[Dataset entries]
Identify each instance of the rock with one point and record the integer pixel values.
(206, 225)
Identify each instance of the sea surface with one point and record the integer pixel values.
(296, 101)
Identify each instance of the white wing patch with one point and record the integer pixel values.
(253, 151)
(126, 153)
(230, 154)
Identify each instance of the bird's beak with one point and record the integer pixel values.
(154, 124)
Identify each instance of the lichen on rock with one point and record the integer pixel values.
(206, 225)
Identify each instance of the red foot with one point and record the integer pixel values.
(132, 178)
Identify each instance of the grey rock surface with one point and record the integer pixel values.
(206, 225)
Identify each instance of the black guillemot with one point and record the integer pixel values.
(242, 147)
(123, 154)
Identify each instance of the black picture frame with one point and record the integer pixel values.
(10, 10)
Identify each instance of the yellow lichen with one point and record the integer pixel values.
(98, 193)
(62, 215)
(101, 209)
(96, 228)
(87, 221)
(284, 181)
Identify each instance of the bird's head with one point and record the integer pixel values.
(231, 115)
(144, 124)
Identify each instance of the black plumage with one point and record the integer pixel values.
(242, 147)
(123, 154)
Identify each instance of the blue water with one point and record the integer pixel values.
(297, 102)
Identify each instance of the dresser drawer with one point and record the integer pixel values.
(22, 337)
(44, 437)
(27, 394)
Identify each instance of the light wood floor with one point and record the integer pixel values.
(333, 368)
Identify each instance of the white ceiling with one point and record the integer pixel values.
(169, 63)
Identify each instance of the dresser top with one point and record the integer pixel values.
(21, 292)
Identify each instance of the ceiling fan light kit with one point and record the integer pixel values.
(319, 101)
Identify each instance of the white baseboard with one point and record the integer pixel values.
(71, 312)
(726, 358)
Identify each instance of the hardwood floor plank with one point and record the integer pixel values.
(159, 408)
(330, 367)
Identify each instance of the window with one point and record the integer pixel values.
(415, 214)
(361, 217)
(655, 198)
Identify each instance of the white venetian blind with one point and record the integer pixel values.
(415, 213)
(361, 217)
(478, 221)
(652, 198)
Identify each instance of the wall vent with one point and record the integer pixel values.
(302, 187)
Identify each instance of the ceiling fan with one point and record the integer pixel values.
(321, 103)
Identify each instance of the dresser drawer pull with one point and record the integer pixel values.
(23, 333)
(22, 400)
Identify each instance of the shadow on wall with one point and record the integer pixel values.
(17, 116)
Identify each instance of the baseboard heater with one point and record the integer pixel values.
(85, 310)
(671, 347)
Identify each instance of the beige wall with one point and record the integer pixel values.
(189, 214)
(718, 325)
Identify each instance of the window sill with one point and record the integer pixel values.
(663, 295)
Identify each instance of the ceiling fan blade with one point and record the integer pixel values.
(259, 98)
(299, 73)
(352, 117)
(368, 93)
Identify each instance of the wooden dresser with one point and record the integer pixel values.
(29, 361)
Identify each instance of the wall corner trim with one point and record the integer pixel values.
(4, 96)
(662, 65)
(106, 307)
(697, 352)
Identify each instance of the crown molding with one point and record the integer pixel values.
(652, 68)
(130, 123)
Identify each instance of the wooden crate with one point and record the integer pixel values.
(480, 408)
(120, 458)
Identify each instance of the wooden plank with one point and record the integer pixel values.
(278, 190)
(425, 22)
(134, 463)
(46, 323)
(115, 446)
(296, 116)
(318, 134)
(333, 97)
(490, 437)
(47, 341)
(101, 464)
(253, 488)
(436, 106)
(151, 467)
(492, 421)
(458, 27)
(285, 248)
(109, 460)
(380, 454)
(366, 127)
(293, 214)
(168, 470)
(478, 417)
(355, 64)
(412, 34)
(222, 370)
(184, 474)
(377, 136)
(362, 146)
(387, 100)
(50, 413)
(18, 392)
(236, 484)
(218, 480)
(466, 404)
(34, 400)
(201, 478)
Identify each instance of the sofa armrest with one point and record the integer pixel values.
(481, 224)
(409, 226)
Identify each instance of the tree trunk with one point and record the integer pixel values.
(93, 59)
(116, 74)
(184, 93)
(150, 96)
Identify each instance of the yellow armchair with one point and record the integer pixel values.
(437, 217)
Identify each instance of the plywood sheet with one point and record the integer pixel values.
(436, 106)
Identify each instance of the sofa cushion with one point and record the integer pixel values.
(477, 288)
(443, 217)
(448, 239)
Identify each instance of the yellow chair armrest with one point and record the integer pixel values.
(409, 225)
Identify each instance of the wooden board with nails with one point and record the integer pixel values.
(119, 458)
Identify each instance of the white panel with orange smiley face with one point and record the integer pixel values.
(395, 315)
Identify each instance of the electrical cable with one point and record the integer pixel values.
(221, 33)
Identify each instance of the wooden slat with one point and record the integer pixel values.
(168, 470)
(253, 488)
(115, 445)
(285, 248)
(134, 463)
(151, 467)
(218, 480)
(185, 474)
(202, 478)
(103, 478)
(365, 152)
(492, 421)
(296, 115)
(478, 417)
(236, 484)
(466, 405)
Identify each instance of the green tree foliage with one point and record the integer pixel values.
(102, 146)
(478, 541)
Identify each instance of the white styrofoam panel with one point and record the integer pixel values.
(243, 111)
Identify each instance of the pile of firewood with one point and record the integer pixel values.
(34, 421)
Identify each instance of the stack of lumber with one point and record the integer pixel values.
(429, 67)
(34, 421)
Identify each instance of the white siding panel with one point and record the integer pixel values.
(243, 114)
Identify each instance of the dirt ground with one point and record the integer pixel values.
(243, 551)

## Problem
Copy, character for character, the lines from the line that holds "Identify each instance of the plywood" through the final line of the records above.

## Correct result
Identify each instance of the plywood sheet with one point and record the integer pixel values.
(436, 106)
Identify each instance of the sofa cushion with one point and record the integer pixel values.
(477, 288)
(443, 217)
(448, 239)
Identify each instance of the yellow chair armrest with one point and record the integer pixel values.
(409, 225)
Identify each instance of the wooden board with nails with one point and record the integer pixel values.
(119, 458)
Identify each instance of the white panel with orange smiley face with one point and record the integer pixel values.
(395, 315)
Identify each instance of the electrical cable with one point and record the integer pixel values.
(221, 33)
Identify each instance of the wooden slat with one point and record the integer pixel values.
(168, 470)
(253, 488)
(115, 445)
(285, 248)
(134, 463)
(151, 467)
(218, 480)
(185, 474)
(202, 478)
(103, 478)
(365, 152)
(492, 421)
(296, 115)
(478, 417)
(236, 484)
(466, 405)
Identify each instance of the green tree foliage with one point and record the integer pixel values.
(102, 146)
(478, 541)
Identify each instance of the white styrofoam panel with one point and record the integer pixel values.
(243, 111)
Identify each instance of the pile of firewood with one point and record the integer pixel values.
(34, 421)
Identify each instance of the stack of lumber with one point and record the integer pixel values.
(429, 67)
(34, 421)
Identify each instance of the white siding panel with one point and record the integer pixel values.
(243, 114)
Identify each instance of the dirt ground with one point and record the integer pixel values.
(243, 551)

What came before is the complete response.